[Request]:
Nothing before the line containing "of the brown" belongs in the answer; quote that line and all lines after it through the end of the material, word for word.

━━━━━ Data shown

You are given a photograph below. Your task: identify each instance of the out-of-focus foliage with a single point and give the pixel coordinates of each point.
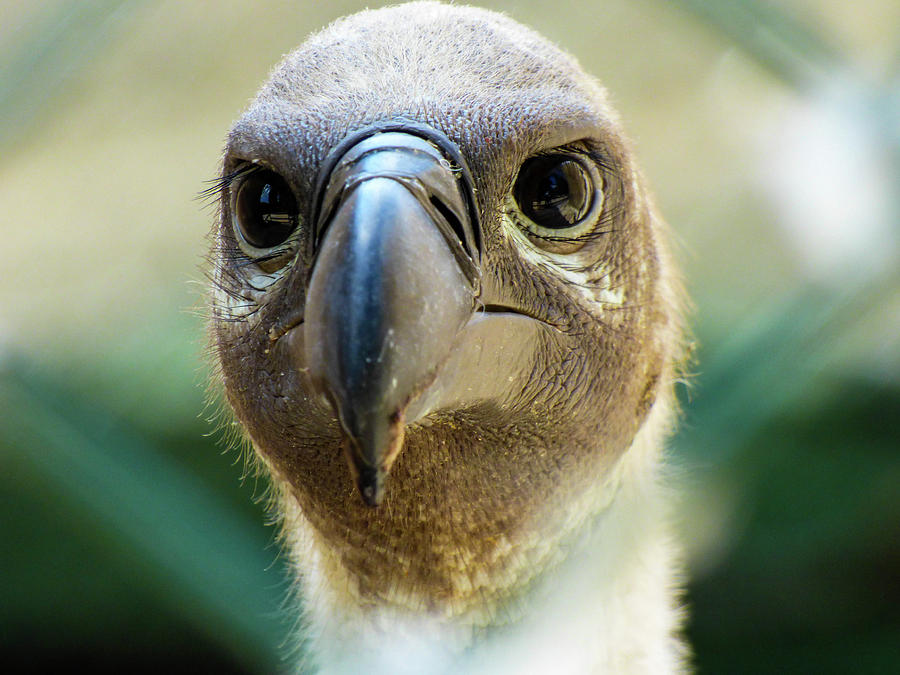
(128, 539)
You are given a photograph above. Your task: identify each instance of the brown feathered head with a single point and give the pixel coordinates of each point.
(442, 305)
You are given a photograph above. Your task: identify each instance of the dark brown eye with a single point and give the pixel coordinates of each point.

━━━━━━━━━━

[Result]:
You are given a photograph above. Your task: identify each instance of the brown feathered head with a single point and give the pixel coordinates of each point.
(442, 305)
You are given a photograph above. Your task: identify each instance of the dark brown eye with a single point and give the pixel coordinates of each point.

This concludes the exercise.